_EXERCISE DIRECTIONS_
Extract each line of the material that contains the string "blurred", copying those lines unchanged and in their original order.

>> Start GIVEN DATA

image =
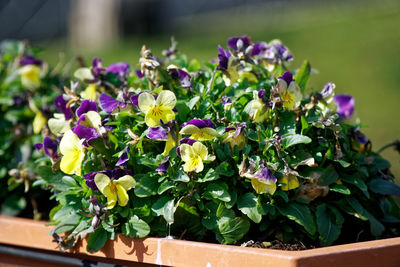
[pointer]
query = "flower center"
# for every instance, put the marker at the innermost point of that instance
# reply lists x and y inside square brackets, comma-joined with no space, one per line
[156,111]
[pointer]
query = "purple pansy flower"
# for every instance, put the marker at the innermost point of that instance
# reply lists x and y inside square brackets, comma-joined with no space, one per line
[87,133]
[188,141]
[328,89]
[243,41]
[158,133]
[49,147]
[287,77]
[87,105]
[30,60]
[123,159]
[223,58]
[259,49]
[121,69]
[109,104]
[278,52]
[266,174]
[139,73]
[200,123]
[345,105]
[97,68]
[182,75]
[113,174]
[162,169]
[61,106]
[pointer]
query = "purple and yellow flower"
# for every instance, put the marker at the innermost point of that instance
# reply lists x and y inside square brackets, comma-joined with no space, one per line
[223,58]
[345,105]
[109,104]
[290,182]
[163,168]
[164,133]
[289,91]
[263,181]
[115,190]
[157,111]
[180,75]
[235,136]
[257,109]
[239,42]
[73,153]
[200,130]
[49,148]
[194,156]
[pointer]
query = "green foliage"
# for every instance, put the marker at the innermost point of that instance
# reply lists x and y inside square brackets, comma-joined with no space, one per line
[224,153]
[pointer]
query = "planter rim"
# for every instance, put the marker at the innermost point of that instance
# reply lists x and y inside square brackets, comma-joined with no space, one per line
[162,251]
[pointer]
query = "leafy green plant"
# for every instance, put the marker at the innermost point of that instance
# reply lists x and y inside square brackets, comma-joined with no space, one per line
[27,87]
[231,150]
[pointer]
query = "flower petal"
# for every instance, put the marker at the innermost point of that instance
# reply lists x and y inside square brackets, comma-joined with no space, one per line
[166,98]
[102,182]
[146,101]
[126,181]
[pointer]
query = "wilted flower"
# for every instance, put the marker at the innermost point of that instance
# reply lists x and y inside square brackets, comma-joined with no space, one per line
[290,182]
[193,156]
[235,136]
[157,110]
[73,151]
[115,190]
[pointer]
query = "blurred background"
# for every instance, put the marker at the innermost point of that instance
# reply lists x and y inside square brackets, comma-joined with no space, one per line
[355,44]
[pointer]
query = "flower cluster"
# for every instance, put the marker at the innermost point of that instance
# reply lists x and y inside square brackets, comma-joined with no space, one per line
[215,149]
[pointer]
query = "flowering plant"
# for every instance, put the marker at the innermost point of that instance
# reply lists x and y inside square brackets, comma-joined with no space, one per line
[236,149]
[27,87]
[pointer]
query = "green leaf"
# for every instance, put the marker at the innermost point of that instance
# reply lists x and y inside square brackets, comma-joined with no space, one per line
[302,75]
[165,186]
[211,175]
[328,176]
[136,227]
[295,139]
[146,185]
[384,187]
[375,226]
[96,240]
[217,191]
[193,102]
[165,206]
[233,230]
[339,188]
[300,214]
[248,204]
[328,229]
[288,123]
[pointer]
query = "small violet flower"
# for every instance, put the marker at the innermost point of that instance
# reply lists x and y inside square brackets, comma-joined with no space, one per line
[200,130]
[157,111]
[73,151]
[115,190]
[345,105]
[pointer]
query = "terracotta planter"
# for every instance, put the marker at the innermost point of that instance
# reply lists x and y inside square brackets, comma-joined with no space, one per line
[33,235]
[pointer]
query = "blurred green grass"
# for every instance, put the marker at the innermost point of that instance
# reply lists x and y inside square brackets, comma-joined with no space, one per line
[355,44]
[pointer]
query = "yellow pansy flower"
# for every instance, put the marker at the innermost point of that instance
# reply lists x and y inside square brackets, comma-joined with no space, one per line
[193,156]
[30,76]
[115,190]
[156,110]
[71,147]
[290,181]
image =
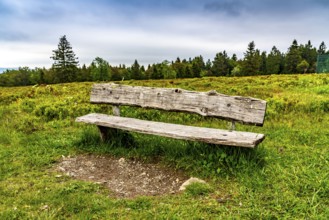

>> End GIVEN DATA

_FINISHED EXERCISE_
query = "blurred background"
query = "blurred green grass"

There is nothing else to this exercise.